— DO THIS —
Locate each line in the data below that contains the string "machinery", with case significant, and copy every such line in full.

--- DATA SUPPLIED ---

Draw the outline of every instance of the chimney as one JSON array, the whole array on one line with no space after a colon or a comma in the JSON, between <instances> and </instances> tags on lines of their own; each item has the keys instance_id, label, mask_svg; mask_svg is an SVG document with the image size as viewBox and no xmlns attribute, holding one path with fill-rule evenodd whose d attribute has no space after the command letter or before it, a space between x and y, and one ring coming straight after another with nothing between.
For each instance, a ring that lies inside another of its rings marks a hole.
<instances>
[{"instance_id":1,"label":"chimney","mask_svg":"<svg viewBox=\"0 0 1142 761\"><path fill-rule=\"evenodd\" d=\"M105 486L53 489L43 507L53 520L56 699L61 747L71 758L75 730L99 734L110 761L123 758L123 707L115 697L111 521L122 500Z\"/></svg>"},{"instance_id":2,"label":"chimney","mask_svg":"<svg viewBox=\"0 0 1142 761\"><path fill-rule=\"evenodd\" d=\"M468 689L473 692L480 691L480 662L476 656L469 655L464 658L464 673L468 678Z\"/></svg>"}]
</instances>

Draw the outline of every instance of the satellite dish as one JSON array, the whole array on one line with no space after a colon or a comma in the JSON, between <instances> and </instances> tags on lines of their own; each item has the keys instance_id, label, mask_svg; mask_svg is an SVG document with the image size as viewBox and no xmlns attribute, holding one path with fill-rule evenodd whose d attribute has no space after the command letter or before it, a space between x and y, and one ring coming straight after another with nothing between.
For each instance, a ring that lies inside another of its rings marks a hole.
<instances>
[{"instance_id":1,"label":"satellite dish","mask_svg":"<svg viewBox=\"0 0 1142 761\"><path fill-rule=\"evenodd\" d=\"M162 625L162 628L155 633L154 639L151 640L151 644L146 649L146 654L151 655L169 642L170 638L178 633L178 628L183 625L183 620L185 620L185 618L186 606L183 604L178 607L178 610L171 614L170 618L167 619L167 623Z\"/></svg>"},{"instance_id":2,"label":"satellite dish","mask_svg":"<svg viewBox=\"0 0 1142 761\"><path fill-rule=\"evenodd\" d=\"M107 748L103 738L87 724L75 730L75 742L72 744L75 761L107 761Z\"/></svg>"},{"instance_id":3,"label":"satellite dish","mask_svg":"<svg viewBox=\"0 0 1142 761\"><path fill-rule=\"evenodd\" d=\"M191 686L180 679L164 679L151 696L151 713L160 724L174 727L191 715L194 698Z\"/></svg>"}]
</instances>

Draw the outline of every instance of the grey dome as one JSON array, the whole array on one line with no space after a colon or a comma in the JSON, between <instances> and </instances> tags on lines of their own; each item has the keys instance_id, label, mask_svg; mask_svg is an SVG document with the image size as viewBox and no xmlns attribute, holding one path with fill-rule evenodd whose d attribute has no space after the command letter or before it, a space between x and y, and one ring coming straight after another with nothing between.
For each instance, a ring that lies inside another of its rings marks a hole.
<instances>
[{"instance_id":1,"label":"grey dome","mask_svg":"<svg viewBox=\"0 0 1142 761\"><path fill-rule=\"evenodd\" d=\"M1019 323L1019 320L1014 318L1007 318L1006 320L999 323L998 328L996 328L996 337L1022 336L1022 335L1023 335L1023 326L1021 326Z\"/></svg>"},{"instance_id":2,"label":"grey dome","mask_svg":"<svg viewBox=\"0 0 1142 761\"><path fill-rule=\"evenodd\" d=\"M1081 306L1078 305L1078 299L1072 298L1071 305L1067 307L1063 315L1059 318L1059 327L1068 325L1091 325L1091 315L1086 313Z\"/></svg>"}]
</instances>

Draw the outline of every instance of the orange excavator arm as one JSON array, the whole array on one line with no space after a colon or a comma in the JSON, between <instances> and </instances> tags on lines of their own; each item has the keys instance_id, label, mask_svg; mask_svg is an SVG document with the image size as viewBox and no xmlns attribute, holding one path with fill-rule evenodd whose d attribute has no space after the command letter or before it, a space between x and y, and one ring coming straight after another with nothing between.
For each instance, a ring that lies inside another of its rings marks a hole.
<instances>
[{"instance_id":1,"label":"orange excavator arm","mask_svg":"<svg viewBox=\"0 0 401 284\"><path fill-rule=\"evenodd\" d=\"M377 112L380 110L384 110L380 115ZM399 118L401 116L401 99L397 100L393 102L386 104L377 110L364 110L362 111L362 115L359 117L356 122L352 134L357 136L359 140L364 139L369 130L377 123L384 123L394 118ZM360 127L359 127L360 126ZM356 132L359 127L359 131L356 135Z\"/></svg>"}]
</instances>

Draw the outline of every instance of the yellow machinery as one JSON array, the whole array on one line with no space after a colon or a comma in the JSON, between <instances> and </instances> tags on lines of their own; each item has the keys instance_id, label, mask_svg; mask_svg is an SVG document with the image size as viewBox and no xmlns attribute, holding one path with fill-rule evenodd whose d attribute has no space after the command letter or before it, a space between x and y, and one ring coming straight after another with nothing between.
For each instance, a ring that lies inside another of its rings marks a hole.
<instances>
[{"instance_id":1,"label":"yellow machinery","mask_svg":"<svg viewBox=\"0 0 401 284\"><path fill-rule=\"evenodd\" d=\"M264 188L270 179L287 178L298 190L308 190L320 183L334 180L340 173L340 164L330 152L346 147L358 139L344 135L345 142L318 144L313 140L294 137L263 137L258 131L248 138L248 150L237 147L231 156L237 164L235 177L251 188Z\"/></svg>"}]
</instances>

---

— RESPONSE —
Draw the outline of every instance of the yellow machinery as one JSON array, the whole array on one line with no space after a colon or a comma in the JSON, between <instances> and </instances> tags on lines of their own; each item has the keys instance_id, label, mask_svg; mask_svg is an SVG document with the image size as viewBox and no xmlns attribute, holding one path with fill-rule evenodd whose d attribute has no space after the command letter or before it, a space between x and y, and one ring coming straight after another with nothing between.
[{"instance_id":1,"label":"yellow machinery","mask_svg":"<svg viewBox=\"0 0 401 284\"><path fill-rule=\"evenodd\" d=\"M264 188L270 179L287 178L298 190L308 190L320 183L334 180L340 173L340 164L330 152L346 147L358 139L344 135L345 142L318 144L313 140L294 137L263 137L258 131L248 138L248 150L237 147L231 156L237 164L235 177L251 188Z\"/></svg>"}]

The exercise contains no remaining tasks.